- [Stated goal] Could you reproduce the items verbatim, from the very first line through the line containing "[718,403,801,432]", with that line included?

-- begin Data in this exercise --

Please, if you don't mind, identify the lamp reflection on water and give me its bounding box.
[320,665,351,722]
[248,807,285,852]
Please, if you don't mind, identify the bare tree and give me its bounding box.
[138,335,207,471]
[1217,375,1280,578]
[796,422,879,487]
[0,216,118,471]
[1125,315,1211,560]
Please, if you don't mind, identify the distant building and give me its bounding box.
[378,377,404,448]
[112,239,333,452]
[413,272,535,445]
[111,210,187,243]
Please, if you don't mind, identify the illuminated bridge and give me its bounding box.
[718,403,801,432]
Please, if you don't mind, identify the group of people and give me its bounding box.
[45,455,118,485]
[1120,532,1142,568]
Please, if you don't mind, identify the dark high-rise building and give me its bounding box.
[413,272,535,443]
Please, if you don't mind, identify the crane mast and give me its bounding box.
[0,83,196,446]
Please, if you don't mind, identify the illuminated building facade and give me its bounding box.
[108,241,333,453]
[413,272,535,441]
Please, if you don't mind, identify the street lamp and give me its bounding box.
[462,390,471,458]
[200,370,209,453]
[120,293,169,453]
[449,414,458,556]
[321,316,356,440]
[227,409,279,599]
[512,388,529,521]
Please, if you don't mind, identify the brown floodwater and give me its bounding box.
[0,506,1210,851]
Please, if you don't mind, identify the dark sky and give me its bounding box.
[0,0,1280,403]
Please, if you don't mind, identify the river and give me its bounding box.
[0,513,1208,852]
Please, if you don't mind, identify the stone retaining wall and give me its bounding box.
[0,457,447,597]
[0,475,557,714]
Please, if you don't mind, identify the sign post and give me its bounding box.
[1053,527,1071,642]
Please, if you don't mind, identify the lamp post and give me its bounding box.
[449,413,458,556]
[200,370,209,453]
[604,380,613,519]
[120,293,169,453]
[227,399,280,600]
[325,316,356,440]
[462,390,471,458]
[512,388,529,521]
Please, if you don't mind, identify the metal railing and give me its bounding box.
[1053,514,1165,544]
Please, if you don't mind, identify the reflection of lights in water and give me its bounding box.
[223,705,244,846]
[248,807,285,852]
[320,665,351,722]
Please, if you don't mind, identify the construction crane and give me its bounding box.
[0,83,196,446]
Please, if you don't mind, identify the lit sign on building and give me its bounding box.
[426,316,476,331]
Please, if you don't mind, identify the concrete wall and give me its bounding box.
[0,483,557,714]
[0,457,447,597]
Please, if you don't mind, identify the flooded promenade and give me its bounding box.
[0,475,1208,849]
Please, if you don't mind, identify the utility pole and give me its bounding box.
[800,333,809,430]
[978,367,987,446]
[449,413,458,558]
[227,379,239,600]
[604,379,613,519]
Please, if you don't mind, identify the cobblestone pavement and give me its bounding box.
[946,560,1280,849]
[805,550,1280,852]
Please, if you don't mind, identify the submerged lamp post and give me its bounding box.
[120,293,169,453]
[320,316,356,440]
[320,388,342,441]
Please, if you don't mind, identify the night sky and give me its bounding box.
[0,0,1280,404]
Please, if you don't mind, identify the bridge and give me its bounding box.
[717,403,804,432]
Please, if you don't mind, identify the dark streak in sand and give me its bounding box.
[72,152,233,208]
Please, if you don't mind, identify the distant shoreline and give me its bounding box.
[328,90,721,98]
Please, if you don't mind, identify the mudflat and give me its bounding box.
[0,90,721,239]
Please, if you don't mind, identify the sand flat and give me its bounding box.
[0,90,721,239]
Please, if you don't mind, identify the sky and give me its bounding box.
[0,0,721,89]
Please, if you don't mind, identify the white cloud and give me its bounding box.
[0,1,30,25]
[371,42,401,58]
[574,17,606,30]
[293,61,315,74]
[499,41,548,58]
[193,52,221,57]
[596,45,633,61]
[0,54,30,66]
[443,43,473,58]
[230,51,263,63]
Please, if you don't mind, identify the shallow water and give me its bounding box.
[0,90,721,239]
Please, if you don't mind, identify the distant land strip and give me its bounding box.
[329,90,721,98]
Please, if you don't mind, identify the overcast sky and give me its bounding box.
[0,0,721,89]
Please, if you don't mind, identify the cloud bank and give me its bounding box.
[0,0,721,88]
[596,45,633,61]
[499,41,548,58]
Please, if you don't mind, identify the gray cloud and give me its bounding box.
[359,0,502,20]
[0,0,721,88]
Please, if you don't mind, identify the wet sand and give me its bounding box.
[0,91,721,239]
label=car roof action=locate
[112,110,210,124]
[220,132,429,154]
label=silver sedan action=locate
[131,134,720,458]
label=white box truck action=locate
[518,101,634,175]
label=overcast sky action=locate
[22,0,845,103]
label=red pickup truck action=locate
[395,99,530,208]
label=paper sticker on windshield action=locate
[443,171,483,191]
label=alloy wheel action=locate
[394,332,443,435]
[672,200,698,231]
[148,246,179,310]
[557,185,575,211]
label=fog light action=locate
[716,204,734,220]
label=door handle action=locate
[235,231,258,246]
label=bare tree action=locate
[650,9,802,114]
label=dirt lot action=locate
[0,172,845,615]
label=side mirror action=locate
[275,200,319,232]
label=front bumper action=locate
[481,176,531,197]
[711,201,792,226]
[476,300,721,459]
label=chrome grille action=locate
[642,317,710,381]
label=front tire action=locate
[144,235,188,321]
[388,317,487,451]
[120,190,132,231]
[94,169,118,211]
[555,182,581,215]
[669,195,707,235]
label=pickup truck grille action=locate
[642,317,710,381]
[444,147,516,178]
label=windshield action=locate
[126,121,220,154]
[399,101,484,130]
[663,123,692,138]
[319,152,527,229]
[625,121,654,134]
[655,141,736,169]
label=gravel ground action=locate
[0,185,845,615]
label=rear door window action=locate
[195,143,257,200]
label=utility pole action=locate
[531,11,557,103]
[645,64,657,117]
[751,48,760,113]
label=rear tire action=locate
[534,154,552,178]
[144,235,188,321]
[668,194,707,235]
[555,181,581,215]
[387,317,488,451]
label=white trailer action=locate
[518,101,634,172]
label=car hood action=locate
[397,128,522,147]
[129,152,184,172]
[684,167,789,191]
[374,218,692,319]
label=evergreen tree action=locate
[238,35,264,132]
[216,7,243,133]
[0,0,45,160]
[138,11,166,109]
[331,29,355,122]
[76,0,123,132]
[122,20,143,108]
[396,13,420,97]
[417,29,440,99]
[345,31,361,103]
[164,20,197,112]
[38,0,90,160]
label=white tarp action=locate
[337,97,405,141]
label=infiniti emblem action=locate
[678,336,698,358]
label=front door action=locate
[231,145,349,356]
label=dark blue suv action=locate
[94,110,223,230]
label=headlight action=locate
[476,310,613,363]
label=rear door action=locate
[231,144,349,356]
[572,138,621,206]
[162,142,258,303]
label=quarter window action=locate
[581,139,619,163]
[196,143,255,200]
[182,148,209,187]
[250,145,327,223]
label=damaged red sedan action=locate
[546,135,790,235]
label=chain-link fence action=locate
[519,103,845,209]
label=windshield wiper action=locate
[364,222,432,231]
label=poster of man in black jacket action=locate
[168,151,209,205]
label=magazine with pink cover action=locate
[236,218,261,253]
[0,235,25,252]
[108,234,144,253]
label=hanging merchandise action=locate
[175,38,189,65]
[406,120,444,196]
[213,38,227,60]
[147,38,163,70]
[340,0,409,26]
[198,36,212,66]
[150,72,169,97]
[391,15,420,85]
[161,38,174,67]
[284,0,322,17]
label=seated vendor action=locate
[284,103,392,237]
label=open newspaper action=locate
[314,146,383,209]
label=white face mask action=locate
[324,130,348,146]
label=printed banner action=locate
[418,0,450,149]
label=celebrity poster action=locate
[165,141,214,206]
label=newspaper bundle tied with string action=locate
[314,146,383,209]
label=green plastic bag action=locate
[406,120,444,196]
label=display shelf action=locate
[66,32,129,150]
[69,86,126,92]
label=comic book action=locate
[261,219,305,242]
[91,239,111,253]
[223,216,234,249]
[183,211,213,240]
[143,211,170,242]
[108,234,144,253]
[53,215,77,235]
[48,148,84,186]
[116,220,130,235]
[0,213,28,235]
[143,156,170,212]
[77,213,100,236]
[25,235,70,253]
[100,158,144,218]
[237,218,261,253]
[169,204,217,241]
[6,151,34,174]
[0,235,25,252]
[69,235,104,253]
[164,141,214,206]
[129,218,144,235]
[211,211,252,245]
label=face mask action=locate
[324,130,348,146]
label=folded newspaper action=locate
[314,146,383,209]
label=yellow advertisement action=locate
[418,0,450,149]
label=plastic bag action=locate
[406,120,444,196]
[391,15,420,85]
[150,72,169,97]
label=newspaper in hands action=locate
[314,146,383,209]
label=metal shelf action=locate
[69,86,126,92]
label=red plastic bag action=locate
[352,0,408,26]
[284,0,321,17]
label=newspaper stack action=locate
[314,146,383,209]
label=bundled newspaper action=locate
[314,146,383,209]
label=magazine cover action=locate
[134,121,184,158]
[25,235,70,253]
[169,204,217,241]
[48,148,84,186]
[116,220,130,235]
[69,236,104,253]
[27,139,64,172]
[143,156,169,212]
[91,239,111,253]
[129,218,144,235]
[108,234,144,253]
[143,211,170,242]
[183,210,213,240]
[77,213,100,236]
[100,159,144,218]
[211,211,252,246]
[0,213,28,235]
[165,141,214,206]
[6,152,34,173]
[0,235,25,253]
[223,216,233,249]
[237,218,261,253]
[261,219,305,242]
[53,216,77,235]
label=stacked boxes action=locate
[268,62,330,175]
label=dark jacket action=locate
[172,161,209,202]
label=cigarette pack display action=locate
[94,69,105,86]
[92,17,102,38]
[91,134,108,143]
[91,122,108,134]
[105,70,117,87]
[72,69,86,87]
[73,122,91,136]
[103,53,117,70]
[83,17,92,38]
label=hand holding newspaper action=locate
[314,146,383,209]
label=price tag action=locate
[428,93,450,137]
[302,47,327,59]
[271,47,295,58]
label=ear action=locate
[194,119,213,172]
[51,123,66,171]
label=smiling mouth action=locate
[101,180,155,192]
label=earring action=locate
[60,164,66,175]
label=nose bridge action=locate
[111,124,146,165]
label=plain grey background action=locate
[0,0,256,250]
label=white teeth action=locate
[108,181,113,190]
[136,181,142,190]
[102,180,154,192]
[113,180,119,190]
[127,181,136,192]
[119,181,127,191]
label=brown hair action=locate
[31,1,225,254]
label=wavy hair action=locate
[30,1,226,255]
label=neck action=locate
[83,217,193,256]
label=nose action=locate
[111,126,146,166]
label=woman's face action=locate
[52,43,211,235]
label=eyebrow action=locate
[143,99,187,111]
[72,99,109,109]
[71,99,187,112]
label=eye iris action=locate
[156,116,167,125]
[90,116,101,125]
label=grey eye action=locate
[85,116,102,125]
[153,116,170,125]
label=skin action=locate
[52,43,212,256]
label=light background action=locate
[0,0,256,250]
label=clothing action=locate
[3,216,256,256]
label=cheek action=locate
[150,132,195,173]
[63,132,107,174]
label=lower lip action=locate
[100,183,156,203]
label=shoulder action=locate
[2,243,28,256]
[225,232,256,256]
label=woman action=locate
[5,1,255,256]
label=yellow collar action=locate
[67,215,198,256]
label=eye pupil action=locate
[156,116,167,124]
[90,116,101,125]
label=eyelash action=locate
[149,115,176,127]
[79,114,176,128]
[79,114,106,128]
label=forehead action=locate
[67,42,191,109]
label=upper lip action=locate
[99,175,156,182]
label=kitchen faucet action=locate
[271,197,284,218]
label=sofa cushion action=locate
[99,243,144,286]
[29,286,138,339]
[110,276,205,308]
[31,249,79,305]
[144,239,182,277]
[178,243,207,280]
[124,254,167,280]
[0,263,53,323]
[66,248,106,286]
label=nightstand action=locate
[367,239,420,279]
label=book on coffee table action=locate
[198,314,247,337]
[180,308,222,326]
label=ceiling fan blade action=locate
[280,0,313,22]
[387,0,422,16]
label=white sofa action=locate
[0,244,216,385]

-- end Data in this exercise --

- [Response to this exercise]
Please, if you don't mind, identify the lamp reflection on water and give me its bounding box.
[320,665,351,722]
[248,807,285,852]
Please, if you don't mind, identify the bare tree and give me its bounding box.
[138,335,207,471]
[1217,375,1280,578]
[796,422,879,487]
[0,216,118,471]
[1125,315,1211,560]
Please, if you don't mind, identify the distant building and give me its bounding box.
[378,377,404,448]
[112,239,333,452]
[413,272,535,445]
[111,210,187,243]
Please, if you don't mind, identify the illuminated bridge and give me its bounding box.
[718,403,801,432]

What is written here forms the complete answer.